# TO DO
Copy the stretch from the line with "the rear wheel." through the end of the items below, changing "rear wheel" to "back wheel" and keeping everything else the same.

>> BEGIN MATERIAL PROVIDED

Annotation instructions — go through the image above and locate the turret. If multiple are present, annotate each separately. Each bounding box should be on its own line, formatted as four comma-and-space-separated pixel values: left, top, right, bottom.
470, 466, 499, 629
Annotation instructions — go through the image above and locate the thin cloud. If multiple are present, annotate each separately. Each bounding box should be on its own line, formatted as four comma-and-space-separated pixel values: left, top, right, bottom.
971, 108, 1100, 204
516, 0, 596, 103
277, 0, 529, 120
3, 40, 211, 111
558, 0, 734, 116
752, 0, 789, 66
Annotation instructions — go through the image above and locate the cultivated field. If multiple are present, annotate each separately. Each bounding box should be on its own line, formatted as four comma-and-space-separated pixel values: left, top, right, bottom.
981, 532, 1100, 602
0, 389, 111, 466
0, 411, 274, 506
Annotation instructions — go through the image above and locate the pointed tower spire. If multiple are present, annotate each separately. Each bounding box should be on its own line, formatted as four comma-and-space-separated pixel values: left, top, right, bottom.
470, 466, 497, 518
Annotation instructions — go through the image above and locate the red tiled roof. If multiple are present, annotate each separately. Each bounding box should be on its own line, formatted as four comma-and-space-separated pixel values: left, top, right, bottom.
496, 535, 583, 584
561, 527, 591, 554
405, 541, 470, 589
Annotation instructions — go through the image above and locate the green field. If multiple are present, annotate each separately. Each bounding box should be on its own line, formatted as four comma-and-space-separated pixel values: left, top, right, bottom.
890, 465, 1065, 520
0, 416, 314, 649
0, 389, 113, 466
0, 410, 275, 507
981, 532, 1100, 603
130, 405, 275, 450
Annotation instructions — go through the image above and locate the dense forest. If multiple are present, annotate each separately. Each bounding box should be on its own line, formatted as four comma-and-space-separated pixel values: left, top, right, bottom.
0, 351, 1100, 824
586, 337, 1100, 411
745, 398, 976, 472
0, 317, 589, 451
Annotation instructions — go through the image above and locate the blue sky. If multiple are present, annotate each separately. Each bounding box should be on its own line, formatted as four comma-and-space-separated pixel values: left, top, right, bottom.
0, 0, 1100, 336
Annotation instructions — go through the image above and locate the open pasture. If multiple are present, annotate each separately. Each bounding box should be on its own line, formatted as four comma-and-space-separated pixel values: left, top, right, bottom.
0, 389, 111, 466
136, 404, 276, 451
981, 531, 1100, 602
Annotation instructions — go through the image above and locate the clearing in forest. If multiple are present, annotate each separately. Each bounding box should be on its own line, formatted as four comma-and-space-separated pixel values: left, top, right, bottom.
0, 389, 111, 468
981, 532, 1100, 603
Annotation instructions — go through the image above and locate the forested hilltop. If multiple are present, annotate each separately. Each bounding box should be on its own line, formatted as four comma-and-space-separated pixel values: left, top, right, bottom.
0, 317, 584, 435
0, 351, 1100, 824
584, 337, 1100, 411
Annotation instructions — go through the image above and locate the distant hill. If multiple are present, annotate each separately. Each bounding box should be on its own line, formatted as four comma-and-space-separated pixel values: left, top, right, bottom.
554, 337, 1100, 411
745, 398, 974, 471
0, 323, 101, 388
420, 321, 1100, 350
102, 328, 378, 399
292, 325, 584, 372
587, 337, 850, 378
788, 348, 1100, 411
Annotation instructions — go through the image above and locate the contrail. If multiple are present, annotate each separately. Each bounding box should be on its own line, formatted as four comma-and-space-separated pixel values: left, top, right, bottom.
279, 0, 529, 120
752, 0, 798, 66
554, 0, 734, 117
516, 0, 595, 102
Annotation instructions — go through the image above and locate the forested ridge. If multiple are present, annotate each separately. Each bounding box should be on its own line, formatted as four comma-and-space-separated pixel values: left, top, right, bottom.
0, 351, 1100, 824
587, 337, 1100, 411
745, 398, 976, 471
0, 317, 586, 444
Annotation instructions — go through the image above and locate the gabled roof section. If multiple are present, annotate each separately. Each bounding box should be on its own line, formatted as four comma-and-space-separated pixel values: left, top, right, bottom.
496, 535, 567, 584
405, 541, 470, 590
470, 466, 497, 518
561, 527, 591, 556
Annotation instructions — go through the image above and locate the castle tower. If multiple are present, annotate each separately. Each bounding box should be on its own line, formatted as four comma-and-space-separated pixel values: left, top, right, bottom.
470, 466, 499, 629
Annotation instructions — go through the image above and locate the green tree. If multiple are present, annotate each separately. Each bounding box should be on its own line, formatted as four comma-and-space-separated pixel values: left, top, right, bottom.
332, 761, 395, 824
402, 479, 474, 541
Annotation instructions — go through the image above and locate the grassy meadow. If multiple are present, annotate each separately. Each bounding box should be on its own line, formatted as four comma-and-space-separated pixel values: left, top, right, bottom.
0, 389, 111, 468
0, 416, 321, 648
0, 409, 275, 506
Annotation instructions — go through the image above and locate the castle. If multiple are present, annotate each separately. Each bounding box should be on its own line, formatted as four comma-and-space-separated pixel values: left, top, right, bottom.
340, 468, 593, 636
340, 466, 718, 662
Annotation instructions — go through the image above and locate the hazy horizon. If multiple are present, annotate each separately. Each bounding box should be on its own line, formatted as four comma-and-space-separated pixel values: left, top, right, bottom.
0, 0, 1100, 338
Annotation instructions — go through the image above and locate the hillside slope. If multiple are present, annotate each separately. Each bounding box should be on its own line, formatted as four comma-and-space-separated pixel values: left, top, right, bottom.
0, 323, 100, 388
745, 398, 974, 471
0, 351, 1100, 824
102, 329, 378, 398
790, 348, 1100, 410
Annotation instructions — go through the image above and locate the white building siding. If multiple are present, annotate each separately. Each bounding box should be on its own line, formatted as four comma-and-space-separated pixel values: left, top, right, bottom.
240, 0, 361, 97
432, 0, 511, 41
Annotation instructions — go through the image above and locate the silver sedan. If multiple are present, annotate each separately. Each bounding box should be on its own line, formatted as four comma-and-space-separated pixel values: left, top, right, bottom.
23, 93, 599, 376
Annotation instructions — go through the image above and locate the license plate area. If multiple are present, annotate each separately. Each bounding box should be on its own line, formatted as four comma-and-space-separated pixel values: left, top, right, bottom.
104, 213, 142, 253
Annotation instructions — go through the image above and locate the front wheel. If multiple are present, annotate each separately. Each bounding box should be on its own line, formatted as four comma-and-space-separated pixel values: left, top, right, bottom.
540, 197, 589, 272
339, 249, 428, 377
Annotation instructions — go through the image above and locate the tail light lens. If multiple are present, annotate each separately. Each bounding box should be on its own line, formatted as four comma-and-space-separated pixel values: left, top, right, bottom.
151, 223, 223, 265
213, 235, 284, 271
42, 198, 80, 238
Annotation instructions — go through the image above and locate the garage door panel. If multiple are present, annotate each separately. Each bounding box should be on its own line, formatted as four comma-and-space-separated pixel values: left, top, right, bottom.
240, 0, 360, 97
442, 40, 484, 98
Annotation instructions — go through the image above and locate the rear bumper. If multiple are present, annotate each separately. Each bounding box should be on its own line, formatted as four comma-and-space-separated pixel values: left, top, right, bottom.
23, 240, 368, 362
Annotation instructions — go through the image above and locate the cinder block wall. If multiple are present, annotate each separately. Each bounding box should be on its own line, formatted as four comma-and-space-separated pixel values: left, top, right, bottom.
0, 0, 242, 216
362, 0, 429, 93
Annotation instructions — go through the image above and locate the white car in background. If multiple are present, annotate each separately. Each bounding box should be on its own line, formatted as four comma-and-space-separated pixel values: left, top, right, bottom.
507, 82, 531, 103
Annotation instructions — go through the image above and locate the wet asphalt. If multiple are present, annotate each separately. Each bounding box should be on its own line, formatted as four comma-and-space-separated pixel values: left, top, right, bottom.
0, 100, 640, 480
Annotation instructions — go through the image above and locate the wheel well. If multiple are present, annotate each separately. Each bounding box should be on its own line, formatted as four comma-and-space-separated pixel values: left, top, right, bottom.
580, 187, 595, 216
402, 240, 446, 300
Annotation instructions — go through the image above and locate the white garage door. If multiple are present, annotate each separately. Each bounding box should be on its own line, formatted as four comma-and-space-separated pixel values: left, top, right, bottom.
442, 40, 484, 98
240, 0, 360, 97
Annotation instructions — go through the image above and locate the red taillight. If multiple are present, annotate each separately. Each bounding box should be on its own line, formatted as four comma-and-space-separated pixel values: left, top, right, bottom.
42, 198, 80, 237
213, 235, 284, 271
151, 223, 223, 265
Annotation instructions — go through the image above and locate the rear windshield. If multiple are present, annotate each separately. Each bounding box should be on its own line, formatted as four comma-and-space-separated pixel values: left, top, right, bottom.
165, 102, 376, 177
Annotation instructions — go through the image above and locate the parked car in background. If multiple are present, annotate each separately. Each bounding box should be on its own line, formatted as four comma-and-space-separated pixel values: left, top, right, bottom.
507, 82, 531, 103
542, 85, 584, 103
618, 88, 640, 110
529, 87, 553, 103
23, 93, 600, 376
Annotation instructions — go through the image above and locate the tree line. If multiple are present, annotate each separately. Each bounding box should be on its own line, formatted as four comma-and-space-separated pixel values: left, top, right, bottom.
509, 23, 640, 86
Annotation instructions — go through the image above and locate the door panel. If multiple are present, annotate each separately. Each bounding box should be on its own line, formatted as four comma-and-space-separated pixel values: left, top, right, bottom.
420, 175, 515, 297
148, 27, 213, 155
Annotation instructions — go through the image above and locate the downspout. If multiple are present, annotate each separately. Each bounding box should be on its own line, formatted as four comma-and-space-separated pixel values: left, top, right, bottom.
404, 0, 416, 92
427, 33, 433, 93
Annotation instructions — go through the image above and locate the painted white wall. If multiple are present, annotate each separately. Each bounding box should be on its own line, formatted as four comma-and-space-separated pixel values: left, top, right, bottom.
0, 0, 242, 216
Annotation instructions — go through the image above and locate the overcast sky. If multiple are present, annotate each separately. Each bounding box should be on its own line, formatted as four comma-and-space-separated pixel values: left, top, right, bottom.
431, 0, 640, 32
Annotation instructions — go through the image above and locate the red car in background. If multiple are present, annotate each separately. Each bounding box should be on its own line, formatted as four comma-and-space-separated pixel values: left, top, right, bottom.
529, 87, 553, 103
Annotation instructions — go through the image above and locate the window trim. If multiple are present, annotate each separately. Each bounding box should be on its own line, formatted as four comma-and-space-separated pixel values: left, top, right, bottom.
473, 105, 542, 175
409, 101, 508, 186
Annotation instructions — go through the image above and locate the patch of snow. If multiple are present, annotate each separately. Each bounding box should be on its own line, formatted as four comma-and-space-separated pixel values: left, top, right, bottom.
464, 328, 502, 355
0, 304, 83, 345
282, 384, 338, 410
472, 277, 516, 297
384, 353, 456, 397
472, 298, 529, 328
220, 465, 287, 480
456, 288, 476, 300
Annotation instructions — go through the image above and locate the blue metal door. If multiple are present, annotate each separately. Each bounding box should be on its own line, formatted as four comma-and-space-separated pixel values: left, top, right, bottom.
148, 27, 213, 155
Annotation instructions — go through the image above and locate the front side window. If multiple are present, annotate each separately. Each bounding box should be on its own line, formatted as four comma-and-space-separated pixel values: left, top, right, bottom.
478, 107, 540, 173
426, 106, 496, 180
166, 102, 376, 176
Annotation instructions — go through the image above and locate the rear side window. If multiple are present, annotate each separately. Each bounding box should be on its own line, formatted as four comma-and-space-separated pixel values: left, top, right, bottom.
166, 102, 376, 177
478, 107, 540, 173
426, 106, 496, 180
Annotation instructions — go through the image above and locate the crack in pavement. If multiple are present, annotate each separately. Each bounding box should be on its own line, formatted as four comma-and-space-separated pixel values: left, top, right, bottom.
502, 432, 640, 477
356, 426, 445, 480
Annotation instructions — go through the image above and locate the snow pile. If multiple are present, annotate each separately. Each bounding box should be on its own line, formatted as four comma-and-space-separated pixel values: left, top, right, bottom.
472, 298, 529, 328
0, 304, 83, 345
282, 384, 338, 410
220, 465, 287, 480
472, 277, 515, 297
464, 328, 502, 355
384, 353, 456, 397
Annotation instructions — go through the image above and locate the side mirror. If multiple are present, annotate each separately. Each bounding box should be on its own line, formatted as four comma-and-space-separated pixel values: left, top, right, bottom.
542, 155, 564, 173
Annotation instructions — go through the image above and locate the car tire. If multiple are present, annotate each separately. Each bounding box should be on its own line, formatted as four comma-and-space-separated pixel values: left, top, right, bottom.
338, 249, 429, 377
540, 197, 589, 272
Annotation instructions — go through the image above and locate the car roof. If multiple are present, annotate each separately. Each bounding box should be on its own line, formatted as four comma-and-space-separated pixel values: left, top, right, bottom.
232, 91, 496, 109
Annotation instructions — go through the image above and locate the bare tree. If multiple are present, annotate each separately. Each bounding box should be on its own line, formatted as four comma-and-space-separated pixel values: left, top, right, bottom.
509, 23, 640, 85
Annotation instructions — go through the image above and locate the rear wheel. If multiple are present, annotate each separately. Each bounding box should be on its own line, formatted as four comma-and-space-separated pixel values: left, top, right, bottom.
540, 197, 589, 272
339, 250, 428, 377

>> END MATERIAL PROVIDED

# FULL ANSWER
Annotation instructions — go through the image above and locate the back wheel. If multiple are present, annotate each separately. Each bounding box should be on its own line, formatted as four comma-and-space-separated pixel values: left, top, right, bottom.
540, 197, 589, 272
339, 250, 428, 377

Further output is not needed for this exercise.